» SHORT PROBLEM:
Copy only this range: the line with "Indicate the green" through the final line of the material, inclusive at both ends.

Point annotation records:
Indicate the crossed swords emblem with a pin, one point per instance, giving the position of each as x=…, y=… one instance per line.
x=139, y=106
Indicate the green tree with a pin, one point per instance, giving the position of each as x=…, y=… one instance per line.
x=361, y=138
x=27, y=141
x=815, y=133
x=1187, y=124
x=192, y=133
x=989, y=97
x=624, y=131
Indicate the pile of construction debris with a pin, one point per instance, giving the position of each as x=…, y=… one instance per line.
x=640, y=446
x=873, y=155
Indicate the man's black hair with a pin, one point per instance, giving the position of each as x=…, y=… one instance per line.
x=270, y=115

» EXERCISE RESPONSE:
Indicate the green tree with a pin, one point per instance, giving the position of each as x=…, y=… one instance per line.
x=361, y=138
x=27, y=141
x=815, y=133
x=1187, y=124
x=192, y=133
x=989, y=97
x=624, y=131
Indicate the pile of construction debris with a pin, one point per instance, giving the position of each as x=…, y=… one instance per line.
x=640, y=446
x=873, y=155
Indicate the man's black hair with a pin, one point per instance, giving the position of each as x=…, y=… one instance per line.
x=270, y=115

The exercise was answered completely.